→ **Given request**: Reproduce all of the records below word for word. Leave the pictures out of your answer.

################

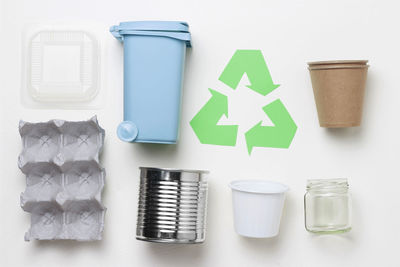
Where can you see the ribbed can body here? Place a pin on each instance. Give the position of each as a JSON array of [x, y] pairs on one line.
[[172, 206]]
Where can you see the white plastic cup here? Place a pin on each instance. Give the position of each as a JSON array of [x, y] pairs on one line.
[[257, 207]]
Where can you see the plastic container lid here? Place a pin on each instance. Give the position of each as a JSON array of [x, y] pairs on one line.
[[172, 29], [174, 26]]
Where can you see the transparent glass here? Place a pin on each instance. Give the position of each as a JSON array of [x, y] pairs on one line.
[[327, 206]]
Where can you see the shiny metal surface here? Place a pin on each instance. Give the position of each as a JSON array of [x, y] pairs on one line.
[[172, 206]]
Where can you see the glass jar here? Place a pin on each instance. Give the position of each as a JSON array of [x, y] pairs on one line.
[[327, 206]]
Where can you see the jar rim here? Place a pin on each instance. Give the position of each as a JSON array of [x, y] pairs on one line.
[[327, 183]]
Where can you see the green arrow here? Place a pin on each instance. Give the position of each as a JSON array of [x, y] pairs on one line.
[[278, 136], [253, 64], [205, 126]]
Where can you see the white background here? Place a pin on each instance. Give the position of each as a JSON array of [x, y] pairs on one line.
[[289, 33]]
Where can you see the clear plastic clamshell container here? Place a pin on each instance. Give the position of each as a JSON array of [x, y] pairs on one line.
[[62, 67]]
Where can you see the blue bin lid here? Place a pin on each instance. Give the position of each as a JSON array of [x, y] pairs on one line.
[[173, 26], [173, 29]]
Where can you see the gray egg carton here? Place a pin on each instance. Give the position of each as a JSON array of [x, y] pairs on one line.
[[64, 179]]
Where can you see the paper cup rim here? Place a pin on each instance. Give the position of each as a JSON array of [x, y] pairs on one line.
[[343, 66], [258, 186], [331, 62]]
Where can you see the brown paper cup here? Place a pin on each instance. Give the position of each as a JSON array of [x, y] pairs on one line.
[[339, 88]]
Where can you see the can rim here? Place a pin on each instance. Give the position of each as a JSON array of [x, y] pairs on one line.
[[174, 170]]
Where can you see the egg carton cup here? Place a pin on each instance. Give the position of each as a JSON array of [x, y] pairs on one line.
[[64, 180]]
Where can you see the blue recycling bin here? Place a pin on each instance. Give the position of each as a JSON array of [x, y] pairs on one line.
[[154, 58]]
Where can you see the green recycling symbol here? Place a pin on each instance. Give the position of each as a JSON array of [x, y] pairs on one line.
[[205, 122]]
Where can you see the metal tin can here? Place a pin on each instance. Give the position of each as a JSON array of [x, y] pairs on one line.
[[172, 205]]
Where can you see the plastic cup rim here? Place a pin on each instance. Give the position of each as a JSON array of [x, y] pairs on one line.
[[234, 186]]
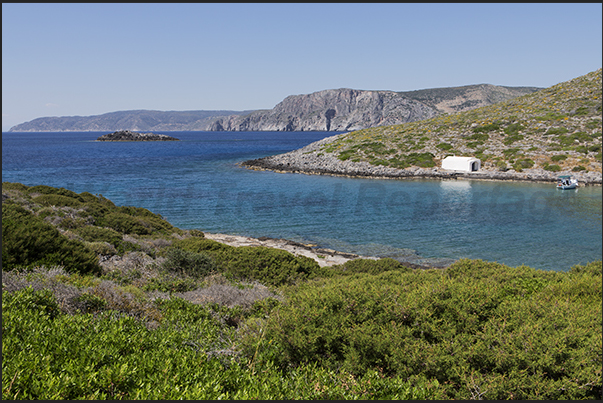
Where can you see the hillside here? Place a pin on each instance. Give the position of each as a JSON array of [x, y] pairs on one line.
[[557, 129], [137, 120], [329, 110]]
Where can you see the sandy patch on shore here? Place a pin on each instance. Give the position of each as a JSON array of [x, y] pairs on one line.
[[324, 257]]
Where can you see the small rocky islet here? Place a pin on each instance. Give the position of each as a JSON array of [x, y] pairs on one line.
[[127, 135]]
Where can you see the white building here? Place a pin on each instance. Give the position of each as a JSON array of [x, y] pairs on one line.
[[465, 164]]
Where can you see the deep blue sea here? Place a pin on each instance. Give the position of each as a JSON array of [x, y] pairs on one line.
[[196, 183]]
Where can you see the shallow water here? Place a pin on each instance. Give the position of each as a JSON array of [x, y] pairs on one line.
[[196, 183]]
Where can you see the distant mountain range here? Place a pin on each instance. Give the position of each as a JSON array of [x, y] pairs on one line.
[[329, 110]]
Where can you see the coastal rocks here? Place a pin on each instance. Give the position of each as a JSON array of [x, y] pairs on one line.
[[311, 160], [127, 135]]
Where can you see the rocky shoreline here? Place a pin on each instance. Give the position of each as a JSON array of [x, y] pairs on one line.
[[127, 135], [323, 256], [311, 160]]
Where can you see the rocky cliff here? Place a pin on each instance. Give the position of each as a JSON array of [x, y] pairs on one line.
[[127, 135], [329, 110]]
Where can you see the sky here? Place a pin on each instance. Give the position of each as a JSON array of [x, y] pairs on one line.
[[87, 59]]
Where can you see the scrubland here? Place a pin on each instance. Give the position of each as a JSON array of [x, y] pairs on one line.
[[108, 302]]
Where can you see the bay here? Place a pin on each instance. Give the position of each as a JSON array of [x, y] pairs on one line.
[[196, 183]]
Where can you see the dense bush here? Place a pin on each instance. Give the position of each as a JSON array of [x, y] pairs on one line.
[[97, 234], [188, 356], [480, 329], [190, 263], [28, 241]]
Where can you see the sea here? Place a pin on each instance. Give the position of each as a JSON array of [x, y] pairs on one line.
[[197, 183]]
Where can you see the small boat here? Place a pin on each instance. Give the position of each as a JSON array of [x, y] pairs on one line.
[[566, 182]]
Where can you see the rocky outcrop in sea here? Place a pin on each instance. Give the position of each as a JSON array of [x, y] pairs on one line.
[[312, 160], [127, 135], [328, 110]]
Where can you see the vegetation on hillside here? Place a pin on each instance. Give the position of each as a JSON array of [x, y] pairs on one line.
[[557, 128], [164, 313]]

################

→ **Response for this exercise**:
Where can you see the ribbed can body here? Place a pin on each instance. Give the position of each as a JSON array of [x, y] pairs on one line.
[[172, 206]]
Where can you see the white plastic cup here? Place a pin on each instance. Give the position of each as a JSON array of [x, y] pairs on one line.
[[257, 207]]
Where can you see the plastic container lid here? Place a pin on each instance. Give the position of each as a JSON array of [x, y] pairs on one line.
[[172, 29], [174, 26]]
Where can you see the transparent glass here? Place a pin on each instance. Give the position of each as a JSON array of [x, y] pairs on one line.
[[327, 206]]
Where can you see the shiny metal surface here? Place a pin on each instance. Give the position of each as a JSON array of [x, y] pairs on one line.
[[172, 206]]
Where can you see the glass jar here? Place a pin on each instance. Give the position of each as a JSON array of [x, y] pairs on one line.
[[327, 206]]
Where can you see the jar rim here? Place a pin on each instance. Give the position of each as a JSON array of [x, y] pairs on one line.
[[327, 183]]
Where can you see the green arrow here? Place a pin on each instance. Give the position of each as a JSON array of [x, y] pairs on one line.
[[278, 136], [253, 64], [205, 126]]
Where can you see the white background here? Place a pin on each instance. Give the position of each as a JSON array of [x, y] pairs on one line.
[[289, 33]]
Where can you see the clear plastic clamshell container here? Place a pin on each instance. Give the position of each as a JSON array of [x, y] pairs on one line.
[[62, 67]]
Where can you see the blue bin lid here? Place a pin on each instance. Give the position of each as a JSON array of [x, y] pairs on one line.
[[173, 26], [173, 29]]
Where can you see the gray egg carton here? Place a pin on each instance. Give the position of each as a JSON array of [x, y] pairs on one line.
[[64, 179]]
Where can you see the paper cup rim here? Place a pin on each instance. Give the position of each as a JSON array of [x, y] pairs on one line.
[[343, 66], [258, 186], [331, 62]]
Where can you see the brown paper cup here? Place a pin on each instance. Give the position of each as a JSON array of [x, y] pairs on one line.
[[339, 88]]
Where can you see the can rim here? Place a pin on each instance. Give the position of each as a JSON array of [x, y] pairs on one line.
[[174, 170]]
Where can you see the egg carton cup here? Place a pin on each instance. Give the position of each as a JSON array of [x, y] pairs on one line.
[[64, 180]]
Where can you see the blue recycling bin here? Place a pin on each instance. Give the position of each as a JSON array of [x, y] pairs on one line.
[[154, 58]]
Where can you see the green recycling symbol here? Place a pin on each instance. Give the position of each as a JSON array of [x, y] pairs on one line.
[[205, 122]]
Where can you see the metal tin can here? Place a pin on each instance. Give the position of each as a JSON array of [x, y] pairs on one line.
[[172, 205]]
Where can you see the plastic cup rim here? Place a pin on each instance. Give the position of each as a JSON array of [x, y] pairs on one line.
[[234, 186]]
Where can you see the hillside here? Place a pin on each instance. Give the position of each as a JSON array of [x, y] pairs on one line.
[[557, 129], [137, 120], [329, 110]]
Where can you see the sandy patch on shore here? Place a pin on each instance. Give the position of each as a JSON array of [x, y] pairs on one line.
[[324, 257]]
Where can you see the small rocky islet here? Place a pin on each instance. Give the position of each as a JSON array of [x, y] pairs on one line.
[[127, 135]]
Where can you see the white building here? Place a pin on each instance. Give the position of each as a JSON array of [x, y] pairs on one line.
[[465, 164]]
Where can you see the deep blue sea here? Place a pin on each instance. Give the position of each as a JSON array of [x, y] pairs on one line.
[[196, 183]]
Where can you see the shallow water here? Place a pin on each instance. Give the position of each as a JSON array of [x, y] pairs on one line.
[[196, 183]]
Where can you see the distant mountain range here? Place a pin on each instance. Give the position of each as a JSON array of [x, y] pairs on one line.
[[329, 110]]
Where can you see the coastal rocks here? Place a pin on each instance. Give the position of each as a JSON array of [x, y] pairs on one line.
[[311, 160], [127, 135]]
Where can you see the rocky shoreline here? Place a pin on each instance. Give the position of each as a JSON array of [x, y] pairs on one line.
[[127, 135], [323, 256], [311, 160]]
Where can you see the rocky cliff here? Place a pin on each instance. Give the position of each as a JSON array of [x, y] pairs on one line.
[[127, 135], [329, 110]]
Where can you see the sky here? Place a pin on each instance. Give the position of each as a JSON array of [x, y] pairs on one line.
[[87, 59]]
Where can you see the scrubland here? Place a pin on each instance. Give the position of each as a JSON array of [x, y] pairs on one line.
[[108, 302]]
Where can you see the bay here? Place a pin on each instance. Give the position of each as a JSON array of [x, y] pairs on one line.
[[196, 183]]
Where can you see the dense bush here? Place a pin on each instance. Give the position of each as a JSON array of [x, y] pairs on one line.
[[97, 234], [188, 356], [480, 329], [190, 263], [28, 241]]
Where can you see the sea here? Place a pin on each instance. Give the position of each as a JSON array of [x, y] pairs on one line.
[[197, 183]]
Where can you see the small boat here? Place a pin on each instance. Give the position of each as a JSON array of [x, y] pairs on one line.
[[566, 182]]
Where can you see the rocky outcrop in sea here? Place a pin on each instance. Give the position of each as a JSON array of [x, y] pairs on one line.
[[312, 160], [127, 135], [328, 110]]
Where can you see the vegetation on hillside here? Place a pin on each instance. Give the position of each as a JSON array of [x, y] pairs on one line.
[[557, 128], [164, 313]]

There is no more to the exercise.